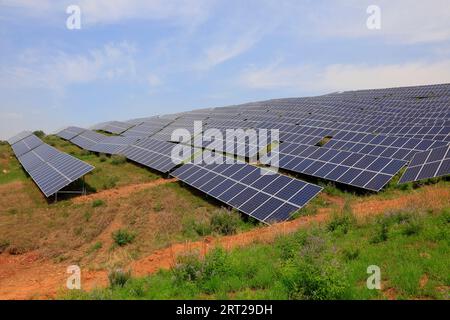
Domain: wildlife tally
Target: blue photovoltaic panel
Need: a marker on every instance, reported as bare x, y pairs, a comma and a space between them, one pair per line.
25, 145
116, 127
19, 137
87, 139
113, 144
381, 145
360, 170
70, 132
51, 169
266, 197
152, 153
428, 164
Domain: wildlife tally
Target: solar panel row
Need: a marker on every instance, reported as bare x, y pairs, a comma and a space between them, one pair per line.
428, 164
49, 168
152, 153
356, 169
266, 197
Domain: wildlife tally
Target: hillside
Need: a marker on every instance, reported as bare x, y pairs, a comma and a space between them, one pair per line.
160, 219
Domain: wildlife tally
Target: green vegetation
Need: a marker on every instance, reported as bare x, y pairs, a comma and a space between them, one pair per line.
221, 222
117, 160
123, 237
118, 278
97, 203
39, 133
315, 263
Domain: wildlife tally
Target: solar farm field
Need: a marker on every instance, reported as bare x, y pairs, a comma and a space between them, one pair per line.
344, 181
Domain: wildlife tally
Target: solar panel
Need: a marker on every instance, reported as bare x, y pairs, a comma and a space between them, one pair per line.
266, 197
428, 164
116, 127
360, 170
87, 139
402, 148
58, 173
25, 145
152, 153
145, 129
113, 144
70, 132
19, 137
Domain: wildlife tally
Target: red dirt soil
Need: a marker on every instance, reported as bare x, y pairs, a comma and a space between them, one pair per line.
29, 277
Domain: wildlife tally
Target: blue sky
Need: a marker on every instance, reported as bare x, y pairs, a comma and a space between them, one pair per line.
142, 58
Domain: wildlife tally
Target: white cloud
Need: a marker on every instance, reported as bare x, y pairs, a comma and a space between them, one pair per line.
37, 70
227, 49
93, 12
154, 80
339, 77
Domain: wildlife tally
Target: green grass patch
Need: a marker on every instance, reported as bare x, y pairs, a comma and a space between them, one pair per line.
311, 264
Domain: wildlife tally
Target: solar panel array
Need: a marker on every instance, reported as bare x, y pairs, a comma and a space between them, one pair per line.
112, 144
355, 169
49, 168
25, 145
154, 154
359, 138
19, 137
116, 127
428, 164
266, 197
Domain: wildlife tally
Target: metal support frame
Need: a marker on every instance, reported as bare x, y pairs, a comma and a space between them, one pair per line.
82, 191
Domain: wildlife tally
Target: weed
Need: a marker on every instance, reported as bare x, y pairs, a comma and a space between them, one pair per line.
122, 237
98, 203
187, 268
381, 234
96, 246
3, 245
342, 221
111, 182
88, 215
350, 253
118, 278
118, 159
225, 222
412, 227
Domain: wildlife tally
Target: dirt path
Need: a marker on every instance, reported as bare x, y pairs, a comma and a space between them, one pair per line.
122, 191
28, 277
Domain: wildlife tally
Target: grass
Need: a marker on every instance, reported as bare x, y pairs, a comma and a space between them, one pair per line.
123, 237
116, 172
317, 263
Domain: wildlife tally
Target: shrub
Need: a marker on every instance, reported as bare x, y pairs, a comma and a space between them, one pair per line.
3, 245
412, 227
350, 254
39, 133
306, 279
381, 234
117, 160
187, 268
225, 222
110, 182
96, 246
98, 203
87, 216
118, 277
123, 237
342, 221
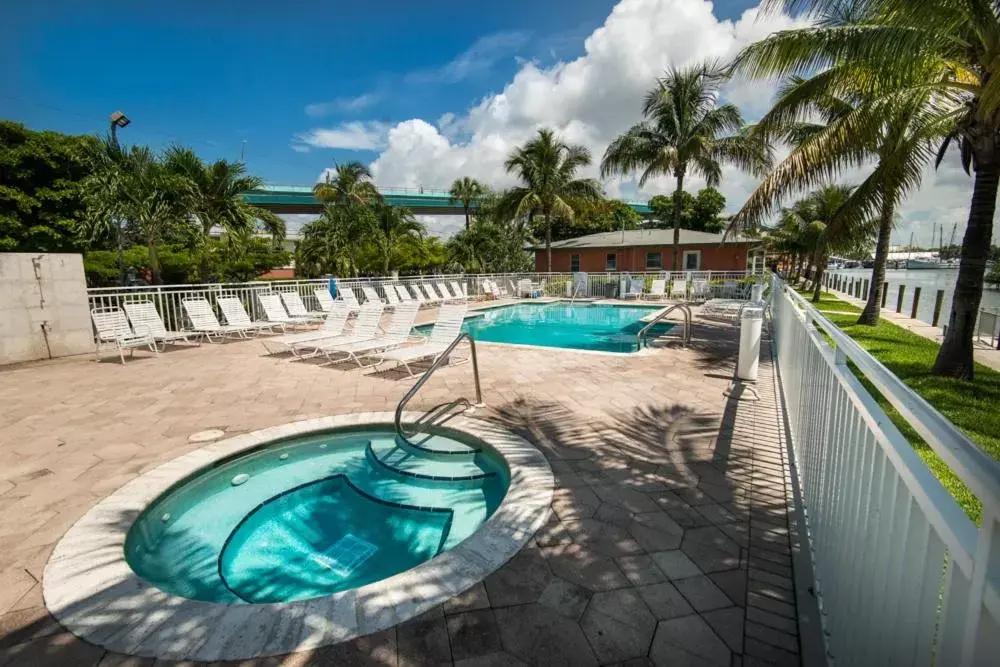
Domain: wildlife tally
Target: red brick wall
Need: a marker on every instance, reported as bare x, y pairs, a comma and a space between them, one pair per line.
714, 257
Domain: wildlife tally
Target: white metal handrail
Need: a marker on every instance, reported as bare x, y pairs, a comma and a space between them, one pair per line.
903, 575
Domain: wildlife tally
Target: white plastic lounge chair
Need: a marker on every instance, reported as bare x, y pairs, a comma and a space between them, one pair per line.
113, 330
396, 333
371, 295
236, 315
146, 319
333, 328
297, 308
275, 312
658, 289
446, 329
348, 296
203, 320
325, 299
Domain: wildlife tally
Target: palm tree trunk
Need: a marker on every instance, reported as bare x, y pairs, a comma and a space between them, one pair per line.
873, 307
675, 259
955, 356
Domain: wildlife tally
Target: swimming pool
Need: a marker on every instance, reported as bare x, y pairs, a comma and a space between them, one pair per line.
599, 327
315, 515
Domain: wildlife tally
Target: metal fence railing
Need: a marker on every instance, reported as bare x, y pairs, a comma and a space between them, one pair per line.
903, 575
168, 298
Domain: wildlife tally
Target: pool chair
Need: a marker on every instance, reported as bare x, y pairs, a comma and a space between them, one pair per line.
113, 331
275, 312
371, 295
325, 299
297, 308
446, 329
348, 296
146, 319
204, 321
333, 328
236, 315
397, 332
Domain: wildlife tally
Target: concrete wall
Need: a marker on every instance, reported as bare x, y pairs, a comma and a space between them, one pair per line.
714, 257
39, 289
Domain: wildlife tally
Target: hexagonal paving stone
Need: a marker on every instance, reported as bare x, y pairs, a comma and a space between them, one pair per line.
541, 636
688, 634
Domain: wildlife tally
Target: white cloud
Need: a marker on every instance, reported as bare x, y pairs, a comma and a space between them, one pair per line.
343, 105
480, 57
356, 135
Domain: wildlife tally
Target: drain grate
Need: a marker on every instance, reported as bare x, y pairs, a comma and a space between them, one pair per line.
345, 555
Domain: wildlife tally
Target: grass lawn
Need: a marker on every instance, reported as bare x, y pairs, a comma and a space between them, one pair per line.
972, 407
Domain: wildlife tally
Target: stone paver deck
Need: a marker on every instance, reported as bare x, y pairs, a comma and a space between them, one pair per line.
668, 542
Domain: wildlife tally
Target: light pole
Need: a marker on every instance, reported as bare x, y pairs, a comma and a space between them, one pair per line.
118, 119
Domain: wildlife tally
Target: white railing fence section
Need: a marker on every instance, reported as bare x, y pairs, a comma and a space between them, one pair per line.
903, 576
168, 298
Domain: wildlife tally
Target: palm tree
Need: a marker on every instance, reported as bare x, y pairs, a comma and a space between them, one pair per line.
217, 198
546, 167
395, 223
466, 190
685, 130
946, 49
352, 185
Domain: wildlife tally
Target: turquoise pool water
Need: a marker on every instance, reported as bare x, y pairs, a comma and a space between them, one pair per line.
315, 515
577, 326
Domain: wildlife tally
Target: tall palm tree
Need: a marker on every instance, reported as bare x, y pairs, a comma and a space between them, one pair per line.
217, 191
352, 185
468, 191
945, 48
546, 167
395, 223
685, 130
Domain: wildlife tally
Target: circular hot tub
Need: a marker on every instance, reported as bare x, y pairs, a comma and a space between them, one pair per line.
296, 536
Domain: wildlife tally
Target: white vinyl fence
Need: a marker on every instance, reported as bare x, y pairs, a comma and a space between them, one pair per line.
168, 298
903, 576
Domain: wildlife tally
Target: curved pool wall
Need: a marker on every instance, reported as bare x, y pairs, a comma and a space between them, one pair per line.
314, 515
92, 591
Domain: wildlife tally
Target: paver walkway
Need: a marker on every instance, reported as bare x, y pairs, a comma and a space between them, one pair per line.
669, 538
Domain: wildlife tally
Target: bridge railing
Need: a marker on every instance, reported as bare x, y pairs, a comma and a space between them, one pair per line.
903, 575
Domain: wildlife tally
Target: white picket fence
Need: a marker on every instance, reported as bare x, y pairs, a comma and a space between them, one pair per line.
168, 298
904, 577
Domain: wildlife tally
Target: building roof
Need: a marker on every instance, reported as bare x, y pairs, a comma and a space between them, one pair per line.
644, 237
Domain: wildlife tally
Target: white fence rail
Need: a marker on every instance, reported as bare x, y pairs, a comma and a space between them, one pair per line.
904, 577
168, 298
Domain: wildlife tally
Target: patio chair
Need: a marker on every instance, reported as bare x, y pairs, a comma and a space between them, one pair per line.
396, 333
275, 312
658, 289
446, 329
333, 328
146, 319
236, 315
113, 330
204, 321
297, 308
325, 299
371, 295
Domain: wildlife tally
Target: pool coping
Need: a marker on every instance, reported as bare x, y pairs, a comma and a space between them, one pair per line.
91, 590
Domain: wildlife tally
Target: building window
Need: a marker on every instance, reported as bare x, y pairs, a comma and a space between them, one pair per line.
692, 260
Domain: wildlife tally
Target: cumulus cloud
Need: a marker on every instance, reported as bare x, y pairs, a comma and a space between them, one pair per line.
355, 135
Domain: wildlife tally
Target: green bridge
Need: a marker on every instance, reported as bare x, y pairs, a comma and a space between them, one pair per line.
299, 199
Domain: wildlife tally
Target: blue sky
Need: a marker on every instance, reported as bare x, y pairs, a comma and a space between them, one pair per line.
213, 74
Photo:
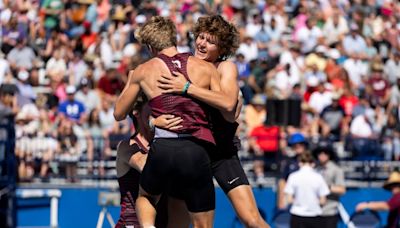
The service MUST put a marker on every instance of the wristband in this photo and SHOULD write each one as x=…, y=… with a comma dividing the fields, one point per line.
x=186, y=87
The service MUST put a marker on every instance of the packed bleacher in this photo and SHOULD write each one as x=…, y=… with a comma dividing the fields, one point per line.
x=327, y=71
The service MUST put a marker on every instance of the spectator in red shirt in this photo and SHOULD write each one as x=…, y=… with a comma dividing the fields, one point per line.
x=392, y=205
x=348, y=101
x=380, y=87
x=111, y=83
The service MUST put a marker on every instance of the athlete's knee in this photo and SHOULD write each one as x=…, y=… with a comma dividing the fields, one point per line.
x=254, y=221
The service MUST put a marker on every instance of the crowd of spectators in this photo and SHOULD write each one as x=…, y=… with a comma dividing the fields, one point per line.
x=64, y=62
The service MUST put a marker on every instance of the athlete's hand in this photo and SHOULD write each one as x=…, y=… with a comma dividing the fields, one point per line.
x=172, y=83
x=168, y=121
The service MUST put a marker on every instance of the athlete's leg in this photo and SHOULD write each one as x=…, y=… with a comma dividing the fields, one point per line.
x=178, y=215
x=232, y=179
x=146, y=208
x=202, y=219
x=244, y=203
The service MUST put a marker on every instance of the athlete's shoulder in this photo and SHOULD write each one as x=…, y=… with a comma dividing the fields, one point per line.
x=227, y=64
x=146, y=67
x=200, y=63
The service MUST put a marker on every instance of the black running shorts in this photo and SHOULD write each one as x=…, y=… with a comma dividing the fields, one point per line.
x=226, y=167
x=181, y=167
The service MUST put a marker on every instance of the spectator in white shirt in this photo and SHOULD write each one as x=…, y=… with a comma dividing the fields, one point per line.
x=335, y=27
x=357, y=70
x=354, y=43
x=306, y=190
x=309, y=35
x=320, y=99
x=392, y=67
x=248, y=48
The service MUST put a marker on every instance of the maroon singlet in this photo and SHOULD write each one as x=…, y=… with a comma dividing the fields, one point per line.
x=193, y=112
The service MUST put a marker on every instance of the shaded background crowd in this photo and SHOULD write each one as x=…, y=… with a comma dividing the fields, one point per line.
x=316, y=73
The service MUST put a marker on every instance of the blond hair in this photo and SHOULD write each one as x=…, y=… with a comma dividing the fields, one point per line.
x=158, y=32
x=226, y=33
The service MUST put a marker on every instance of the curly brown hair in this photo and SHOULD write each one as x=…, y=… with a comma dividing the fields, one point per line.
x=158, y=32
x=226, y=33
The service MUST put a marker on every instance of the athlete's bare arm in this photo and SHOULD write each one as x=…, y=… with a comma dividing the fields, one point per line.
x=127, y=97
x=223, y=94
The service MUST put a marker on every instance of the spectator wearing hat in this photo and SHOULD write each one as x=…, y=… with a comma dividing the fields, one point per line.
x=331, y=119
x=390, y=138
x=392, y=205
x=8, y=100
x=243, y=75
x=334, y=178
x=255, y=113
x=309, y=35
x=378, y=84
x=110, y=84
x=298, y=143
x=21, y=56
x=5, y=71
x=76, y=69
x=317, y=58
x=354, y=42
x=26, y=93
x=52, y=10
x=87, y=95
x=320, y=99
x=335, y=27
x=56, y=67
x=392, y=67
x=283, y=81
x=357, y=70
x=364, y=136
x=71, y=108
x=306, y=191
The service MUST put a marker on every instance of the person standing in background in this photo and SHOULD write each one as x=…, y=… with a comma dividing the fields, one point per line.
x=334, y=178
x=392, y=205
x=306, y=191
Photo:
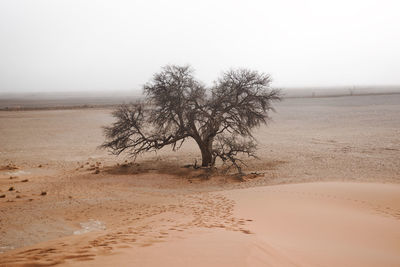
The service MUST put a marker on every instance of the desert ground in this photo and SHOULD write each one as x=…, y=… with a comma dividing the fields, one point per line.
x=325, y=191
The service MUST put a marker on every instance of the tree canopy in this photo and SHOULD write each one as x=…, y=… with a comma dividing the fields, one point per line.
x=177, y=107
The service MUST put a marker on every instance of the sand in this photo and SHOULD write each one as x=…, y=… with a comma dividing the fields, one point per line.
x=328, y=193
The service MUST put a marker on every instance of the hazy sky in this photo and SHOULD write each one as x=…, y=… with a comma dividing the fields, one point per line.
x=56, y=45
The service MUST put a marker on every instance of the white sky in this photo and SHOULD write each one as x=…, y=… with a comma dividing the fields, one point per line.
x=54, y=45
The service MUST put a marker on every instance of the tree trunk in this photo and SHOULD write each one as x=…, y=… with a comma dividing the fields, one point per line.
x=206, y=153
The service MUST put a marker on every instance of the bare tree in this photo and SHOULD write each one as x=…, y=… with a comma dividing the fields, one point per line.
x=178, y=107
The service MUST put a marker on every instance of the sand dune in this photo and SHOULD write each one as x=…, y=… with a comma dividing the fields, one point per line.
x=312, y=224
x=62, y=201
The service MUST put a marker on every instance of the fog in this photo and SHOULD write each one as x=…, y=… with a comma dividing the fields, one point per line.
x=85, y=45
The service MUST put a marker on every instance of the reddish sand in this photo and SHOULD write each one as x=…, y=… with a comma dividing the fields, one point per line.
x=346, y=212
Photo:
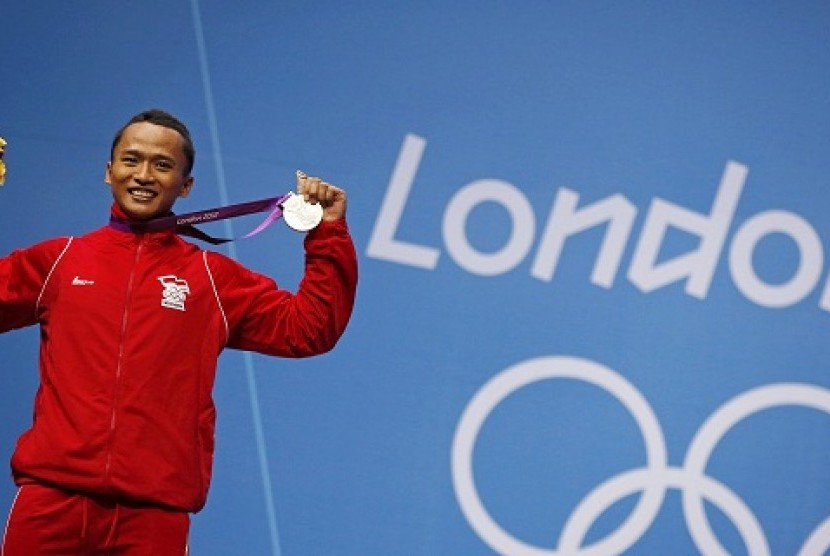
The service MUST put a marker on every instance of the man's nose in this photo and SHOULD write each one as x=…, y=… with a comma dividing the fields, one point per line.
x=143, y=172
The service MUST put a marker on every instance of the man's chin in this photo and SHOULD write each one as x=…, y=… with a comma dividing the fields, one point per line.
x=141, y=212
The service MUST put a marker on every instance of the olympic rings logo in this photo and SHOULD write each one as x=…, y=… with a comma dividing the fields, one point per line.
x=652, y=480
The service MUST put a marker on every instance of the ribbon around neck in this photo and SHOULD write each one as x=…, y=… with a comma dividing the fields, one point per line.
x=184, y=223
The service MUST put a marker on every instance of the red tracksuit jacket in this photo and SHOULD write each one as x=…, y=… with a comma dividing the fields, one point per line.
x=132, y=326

★ ★ ★

Exercise: Going from the line with "of the reddish" to the last line of the listing, write out each line exactly and nothing else. Leave out all pictures.

Solved problem:
The service MUST put a marker on every instance of the reddish sand in this photo and SHOULD write each one as x=…, y=… with a comma dividing the fields, one point per line.
x=346, y=212
Photo:
The service MUST put a marker on every instance of the man's nose in this photo and SHOULD write each one as x=…, y=… with a comma dividing the fields, one point per line.
x=143, y=172
The service MUST put a marker on every instance of the man's chin in this photo and SHOULD write each one as x=…, y=… with a comma dividing the fields, one point per line.
x=141, y=212
The service MUST put a marker on every instance of the olympic rings logo in this photo and SHOULD write each one as x=…, y=… with a comma dividing the fields, one point per line.
x=652, y=480
The service MUST put a marker on every instance of the ribbon around neck in this photo and SHOULD write each one as x=…, y=… with a comma dividing the fields, one point per line.
x=184, y=223
The service MUST put a marker on every instance of the red tracksuit jacket in this photo and SHOULD write each one as x=…, y=… with a comma dividing the fields, one point per line.
x=132, y=326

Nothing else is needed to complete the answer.